> [Text excerpt]:

However, the Mw scale is available for large earthquakes (> 7.5), it has not been validated globally for magnitudes below 7.5 and is not suitable for use. In addition, the Mw scale is based on surface waves and may not be valid for all earthquake depths. To address these shortcomings, Das et al.57 introduced the Das Magnitude Scale (Mwg) using global data covering 25,708 earthquakes between 1976 and 2006. Mwg uses body wave magnitude instead of surface waves and is applicable to all depths, making it more suitable for a wider range of earthquakes. Mwg is a more accurate measure of energy release than Mw and provides a better representation of earthquake power58. Therefore, after obtaining the Mw magnitudes in the study, the seismic moment (Mo) proposed by Hanks and Kanamori59 was first calculated and then the Mwg scale was calculated to be used in the analyses throughout the study. The equations used are as follows, respectively:

$$log{M}_{o}=\left({M}_{w}+10.7\right)*\frac{3}{2},$$
$${M}_{wg}=\frac{log{M}_{o}}{1.36}-12.68 \ .$$

To visually represent the epicentral distribution and Kernel density of the earthquakes in the declustered earthquake catalog, maps were generated using ArcGIS and are showcased in Fig. 4a,b respectively. These steps were pivotal in ensuring the compilation of a reliable and declustered earthquake catalog for the study.

Fig. 4
figure 4

Map of the epicenter distribution (a) and Kernel density (b) of the non-clustered catalog of earthquakes with Mwg ≥ 2.4 (ArcGIS; https://www.arcgis.com/)60.

> [Direction A]: How many lines of the records contain the string "rice"? Reply with only the number.
> [Direction B]: Continue the text on earthquake magnitude scales and the declustered catalog from where it stops.

> [Object point labels]:
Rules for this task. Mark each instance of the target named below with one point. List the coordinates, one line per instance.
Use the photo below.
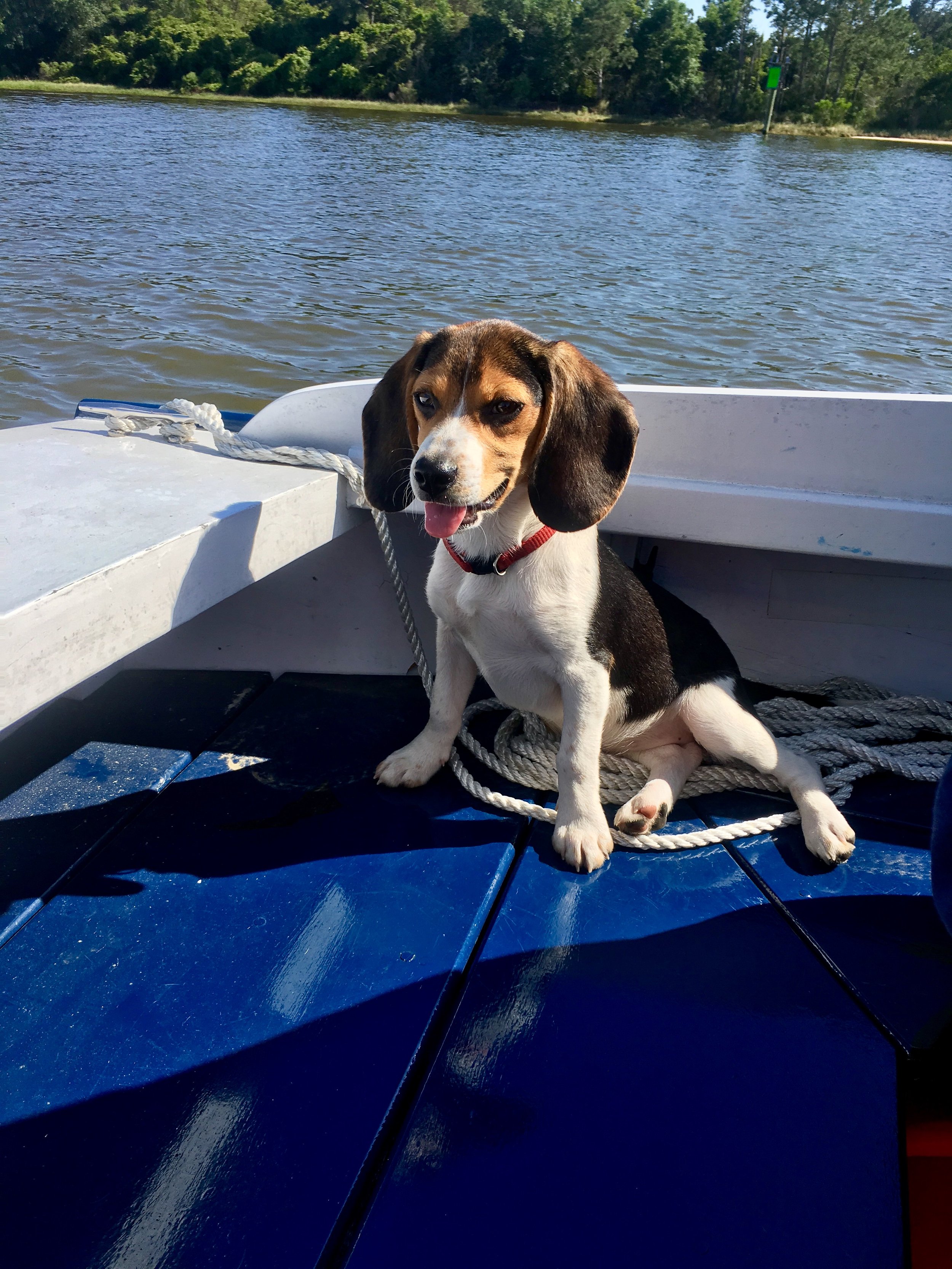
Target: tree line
(845, 61)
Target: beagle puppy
(518, 449)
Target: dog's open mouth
(442, 519)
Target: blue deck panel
(149, 709)
(648, 1068)
(201, 1041)
(872, 917)
(55, 822)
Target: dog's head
(474, 412)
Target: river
(154, 248)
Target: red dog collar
(503, 561)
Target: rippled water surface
(230, 253)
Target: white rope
(845, 739)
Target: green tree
(732, 61)
(35, 31)
(667, 78)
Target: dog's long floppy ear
(587, 447)
(390, 432)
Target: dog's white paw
(412, 766)
(828, 835)
(585, 844)
(647, 811)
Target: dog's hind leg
(668, 768)
(728, 731)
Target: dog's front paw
(828, 835)
(647, 811)
(585, 844)
(412, 766)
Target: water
(232, 253)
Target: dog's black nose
(434, 477)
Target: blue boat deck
(258, 1012)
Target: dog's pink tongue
(442, 522)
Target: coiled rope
(867, 730)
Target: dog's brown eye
(499, 412)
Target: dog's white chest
(521, 629)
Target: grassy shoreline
(469, 111)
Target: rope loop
(866, 730)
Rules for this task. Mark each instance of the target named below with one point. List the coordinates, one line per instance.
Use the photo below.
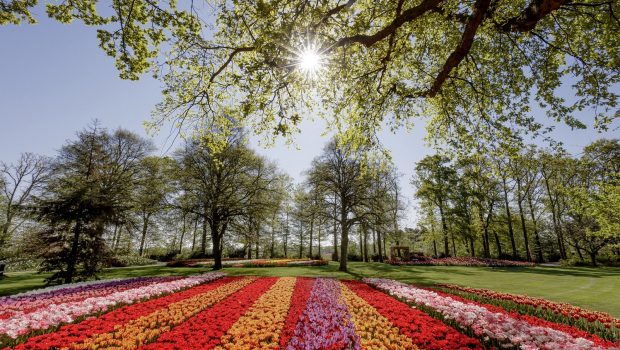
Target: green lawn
(586, 287)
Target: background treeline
(536, 205)
(108, 199)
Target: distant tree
(19, 183)
(149, 193)
(226, 185)
(91, 182)
(381, 61)
(435, 180)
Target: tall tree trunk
(374, 241)
(556, 226)
(511, 233)
(485, 234)
(537, 242)
(318, 237)
(444, 226)
(528, 255)
(145, 225)
(182, 234)
(301, 239)
(498, 244)
(203, 240)
(286, 233)
(272, 248)
(310, 241)
(366, 259)
(380, 246)
(216, 238)
(592, 255)
(453, 244)
(194, 233)
(257, 242)
(72, 259)
(335, 254)
(344, 243)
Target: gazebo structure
(399, 252)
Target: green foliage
(472, 69)
(90, 187)
(16, 11)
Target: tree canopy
(474, 68)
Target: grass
(591, 288)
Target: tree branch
(406, 17)
(455, 58)
(533, 13)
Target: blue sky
(54, 80)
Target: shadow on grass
(562, 271)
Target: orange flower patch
(261, 325)
(146, 328)
(375, 331)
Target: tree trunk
(556, 227)
(216, 238)
(485, 234)
(498, 244)
(194, 233)
(272, 248)
(366, 259)
(593, 258)
(72, 258)
(145, 225)
(311, 233)
(257, 242)
(203, 240)
(344, 245)
(318, 237)
(182, 234)
(511, 233)
(528, 256)
(301, 239)
(335, 254)
(380, 247)
(539, 255)
(444, 226)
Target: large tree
(90, 185)
(226, 185)
(19, 182)
(473, 67)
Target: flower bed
(595, 322)
(249, 263)
(464, 261)
(500, 327)
(215, 312)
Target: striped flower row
(306, 313)
(261, 313)
(502, 327)
(589, 320)
(27, 304)
(54, 314)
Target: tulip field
(215, 311)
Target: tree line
(536, 204)
(106, 194)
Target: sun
(310, 61)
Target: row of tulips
(55, 314)
(17, 307)
(305, 313)
(502, 328)
(463, 261)
(596, 322)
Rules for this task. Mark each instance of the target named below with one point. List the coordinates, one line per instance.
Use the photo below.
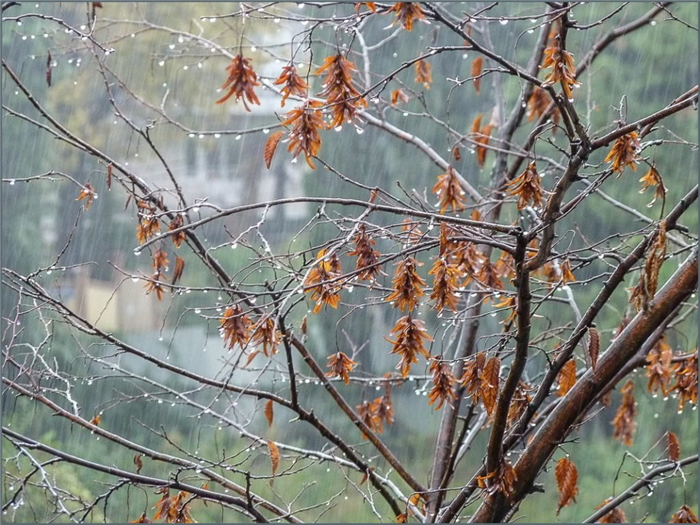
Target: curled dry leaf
(179, 268)
(240, 82)
(443, 383)
(305, 136)
(271, 147)
(269, 412)
(274, 456)
(624, 417)
(340, 366)
(687, 382)
(326, 268)
(527, 186)
(292, 84)
(341, 94)
(408, 285)
(674, 447)
(624, 153)
(652, 179)
(424, 73)
(477, 64)
(235, 327)
(684, 515)
(87, 193)
(566, 475)
(411, 336)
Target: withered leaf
(179, 268)
(674, 447)
(274, 456)
(271, 146)
(269, 412)
(567, 377)
(566, 475)
(476, 72)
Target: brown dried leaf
(269, 412)
(593, 346)
(684, 515)
(624, 417)
(489, 384)
(274, 456)
(567, 377)
(179, 268)
(271, 146)
(674, 447)
(566, 475)
(476, 71)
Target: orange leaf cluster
(306, 121)
(449, 191)
(293, 84)
(408, 285)
(624, 417)
(563, 69)
(265, 334)
(424, 73)
(528, 187)
(653, 179)
(179, 237)
(443, 383)
(326, 268)
(687, 382)
(684, 515)
(624, 153)
(271, 147)
(477, 64)
(481, 379)
(649, 277)
(411, 336)
(240, 82)
(148, 223)
(341, 366)
(660, 367)
(445, 284)
(406, 13)
(567, 377)
(339, 90)
(87, 193)
(367, 256)
(616, 515)
(398, 96)
(372, 6)
(503, 480)
(566, 475)
(235, 327)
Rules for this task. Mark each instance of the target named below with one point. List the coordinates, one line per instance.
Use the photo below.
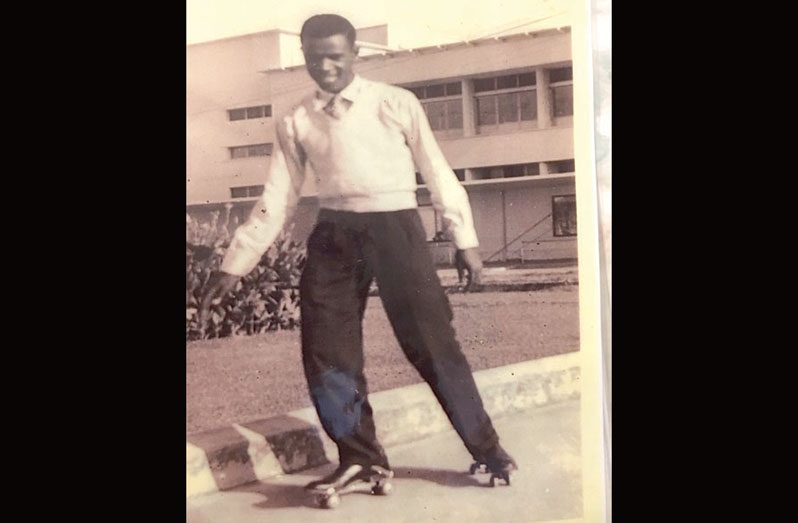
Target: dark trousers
(346, 251)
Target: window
(562, 91)
(446, 111)
(249, 191)
(237, 114)
(517, 104)
(248, 113)
(436, 90)
(506, 171)
(246, 151)
(562, 166)
(563, 213)
(523, 169)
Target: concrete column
(469, 109)
(545, 111)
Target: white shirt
(364, 161)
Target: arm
(447, 194)
(269, 215)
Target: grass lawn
(234, 380)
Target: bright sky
(431, 21)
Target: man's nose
(327, 64)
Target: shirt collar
(350, 92)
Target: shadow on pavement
(445, 477)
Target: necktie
(335, 107)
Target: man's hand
(468, 260)
(218, 286)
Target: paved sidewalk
(432, 482)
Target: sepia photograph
(398, 261)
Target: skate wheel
(330, 501)
(382, 489)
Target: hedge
(265, 299)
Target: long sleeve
(447, 194)
(275, 206)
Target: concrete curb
(226, 458)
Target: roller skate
(327, 491)
(497, 462)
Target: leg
(420, 315)
(333, 293)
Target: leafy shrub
(265, 299)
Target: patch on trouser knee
(339, 402)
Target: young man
(364, 140)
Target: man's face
(329, 61)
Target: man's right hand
(219, 284)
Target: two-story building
(501, 108)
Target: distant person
(362, 139)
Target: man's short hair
(322, 26)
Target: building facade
(501, 108)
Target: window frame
(267, 112)
(555, 216)
(562, 83)
(495, 93)
(248, 148)
(251, 191)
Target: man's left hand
(469, 262)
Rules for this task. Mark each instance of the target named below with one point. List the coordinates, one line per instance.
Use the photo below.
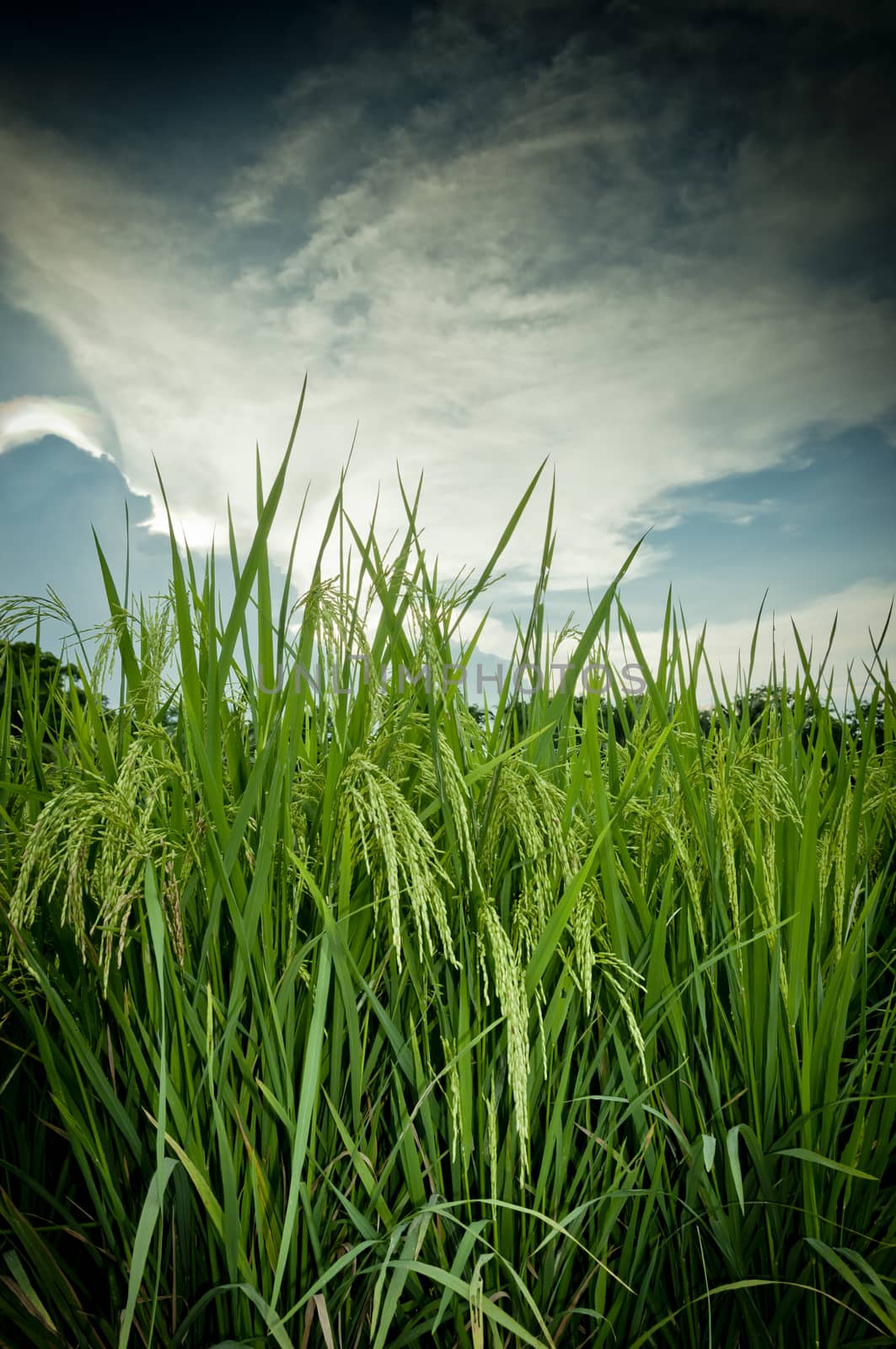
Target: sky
(649, 243)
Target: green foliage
(346, 1020)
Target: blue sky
(651, 243)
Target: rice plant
(350, 1018)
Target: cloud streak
(507, 265)
(26, 420)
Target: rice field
(354, 1020)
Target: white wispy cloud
(487, 281)
(24, 420)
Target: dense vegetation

> [Response A]: 2

> [Response B]:
Methodology

FCM algorithm

The Fuzzy C-Means (FCM) method is a widely used approach in multivariate statistical analysis for partitioning data into distinct subsets. Unlike hard clustering methods, FCM allows each data point to belong to multiple clusters with varying degrees of membership, providing a more flexible and realistic representation of the data structure. In this method, the standardized Euclidean distance is commonly used as the distance metric61. A crucial initial step in the FCM algorithm is determining the appropriate number of clusters62. Several algorithms have been proposed in the literature to identify the optimal number of clusters in FCM. Two widely used methods for this purpose are the Silhouette score and the Elbow criterion63. The Silhouette score evaluates how well each data point fits its assigned cluster by considering both cohesion and separation. A value close to 1 indicates strong clustering performance, while a value near -1 suggests poor clustering. Higher Silhouette scores reflect better model suitability for the dataset. The Elbow criterion, on the other hand, analyzes the sum of squared errors (SSE) across different values of k (number of clusters). By plotting SSE against k, the “elbow” point where the rate of decrease sharply changes helps determine the optimal number of clusters64,65. Using both the Silhouette score and the Elbow criterion, the optimal number of clusters and clustering performance can be effectively assessed. This combined approach increases the flexibility and reliability of cluster analysis in multivariate contexts. After choosing the number of clusters (\({c}_{i}, i=\text{1,2},\dots ,c),\) the cluster centers are obtained by

$${c}_{i}=\frac{{\sum }_{j=1}^{N}{u}_{ij}^{m}{X}_{j}}{{\sum }_{j=1}^{N}{u}_{ij}^{m}},$$
(1)

where N is the number of observations, m is called the turbidity coefficient that any real number greater than 1. Here, \({u}_{ij}\) represents the membership degree of \({X}_{i}\) in jth cluster and it is given by

$${u}_{ij}=\frac{1}{{\sum }_{k=1}^{c}{\left(\frac{{d}_{ij}}{{d}_{kj}}\right)}^{2/(m-1)}} .$$
(2)

Here, \({d}_{ij}\) is the Euclidean distance between the cluster centers and the data as \({d}_{ij}=\Vert {c}_{i}-{X}_{j}\Vert\). Then, the objective function is given by

$$J\left(U, {c}_{1}, \dots , {c}_{c}\right)=\sum_{i=1}^{c}{J}_{i}=\sum_{i=1}^{c}\sum_{j}^{n}{u}_{ij}^{m}{d}_{ij}^{2}.$$
(3)

If the amount of change is small enough, the algorithm ends. The flowchart of the FCM algorithm is presented in Fig. 5.

Fig. 5
figure 5

Flowchart of the FCM Algorithm66.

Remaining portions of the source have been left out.